§ TO BE DONE:
Reproduce the part of the passage on the optimal entry-exit decision below, starting at "Let $\lambda_1$ and" and ending at "and $\lambda_2 > 1$ .".

§ PASSAGE GIVEN:
3. An optimal entry-exit decision

If $r\leq \mu$ , some straight calculations show us that

$\mathbb{E}^p\left[\int_{0}^{+\infty}\exp(-r t)(P(t)-C)\mathrm{d}t\right] = +\infty.$

Thus, we obtain the following result.

Theorem 3.1. Assume that $r\leq \mu$ , then $\tau_I^*$ : $= 0$ is an optimal activating time and $\tau_O^*$ : $= +\infty$ is an optimal start time of the exit, i.e., the firm should never exit the project. In addition, the function $J$ in (2.2) is given by $J\equiv+\infty$ .

In the rest of this section, we assume $r > \mu$ .

Taking $\tau_I = \tau_O$ : $= 0$ in (2.2), we have

$J(p)\geq -K_I+\frac{\alpha(1-\exp((\mu-r)\delta))}{r-\mu}p-\exp(-r\delta)K_O-\alpha\frac{C}{r}(1-\exp(-r\delta)),$

thus, in the remains of this section, we always assume that

$rK_I+\exp(-r\delta)rK_O+\alpha(1-\exp(-r\delta))C\geq0$

to avoid arbitrage opportunities.

Let $\lambda_1$ and $\lambda_2$ be the solutions to the equation

$r-\mu\lambda-\frac{1}{2}\sigma^2\lambda(\lambda-1) = 0$

with $\lambda_1 < \lambda_2$ , then we have $\lambda_1 < 0$ and $\lambda_2 > 1$ .

Theorem 3.2. Assume that $r > \mu$ . The following are true:

(ⅰ) If

$(1-\alpha)C+(\alpha C-rK_O)\exp(-r\delta)\leq0,$

then $(\tau_I^*, \tau_O^*)$ is a solution to (2.2), where

$\tau_I^* = \inf\{t: t > 0, P(t)\geq p_I\}$

and $\tau_O^* = +\infty$ . Here,

$p_I = \frac{\lambda_2}{\lambda_2-1}(r-\mu)\left(\frac{C}{r}+K_I\right).$

In addition,

$J(p) = \left\{ \begin{aligned} &B p^{\lambda_2}, \quad \mathit{\text{if}}\;\,p < p_I,\\ &\frac{p}{r-\mu}-\frac{C}{r}-K_I,\;\;\mathit{\text{if}}\;\, p\geq p_I, \end{aligned} \right.$

where

$B = \frac{{p_I}^{1-\lambda_2}}{\lambda_2(r-\mu)}.$

(ⅱ) If

$(1-\alpha)C+(\alpha C-rK_O)\exp(-r\delta) > 0$

and

$\begin{equation} \alpha(1-\exp((\mu-r)\delta))p_O-\alpha C(1-\exp(-r\delta))-\exp(-r\delta)rK_O-rK_I\leq 0, \end{equation}$

(3.1)

§ DATA RECORDS:
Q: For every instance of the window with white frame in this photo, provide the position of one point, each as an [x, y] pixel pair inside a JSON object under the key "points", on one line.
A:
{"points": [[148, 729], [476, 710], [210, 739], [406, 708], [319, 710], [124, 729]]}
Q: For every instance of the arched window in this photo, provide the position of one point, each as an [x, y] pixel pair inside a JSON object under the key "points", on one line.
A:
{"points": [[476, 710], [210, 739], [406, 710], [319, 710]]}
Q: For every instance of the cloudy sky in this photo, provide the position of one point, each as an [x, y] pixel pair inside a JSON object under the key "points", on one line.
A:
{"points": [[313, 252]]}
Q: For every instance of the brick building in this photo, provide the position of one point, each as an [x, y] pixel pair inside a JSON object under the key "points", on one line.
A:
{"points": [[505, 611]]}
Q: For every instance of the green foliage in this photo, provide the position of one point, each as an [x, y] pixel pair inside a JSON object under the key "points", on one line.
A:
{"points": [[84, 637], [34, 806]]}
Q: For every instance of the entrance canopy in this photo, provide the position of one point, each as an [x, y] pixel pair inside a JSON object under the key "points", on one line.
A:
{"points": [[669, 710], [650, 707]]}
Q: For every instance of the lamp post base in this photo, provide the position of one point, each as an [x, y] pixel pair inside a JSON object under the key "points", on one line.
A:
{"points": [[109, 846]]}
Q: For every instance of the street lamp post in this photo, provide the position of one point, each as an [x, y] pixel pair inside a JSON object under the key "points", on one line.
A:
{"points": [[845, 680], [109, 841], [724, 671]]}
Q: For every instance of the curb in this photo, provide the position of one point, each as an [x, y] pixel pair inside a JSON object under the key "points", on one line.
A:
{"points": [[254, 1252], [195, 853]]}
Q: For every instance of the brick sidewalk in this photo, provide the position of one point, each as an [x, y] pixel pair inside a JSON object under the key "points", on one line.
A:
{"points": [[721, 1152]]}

§ WORKED SOLUTION:
Let $\lambda_1$ and $\lambda_2$ be the solutions to the equation

$r-\mu\lambda-\frac{1}{2}\sigma^2\lambda(\lambda-1) = 0$

with $\lambda_1 < \lambda_2$ , then we have $\lambda_1 < 0$ and $\lambda_2 > 1$ .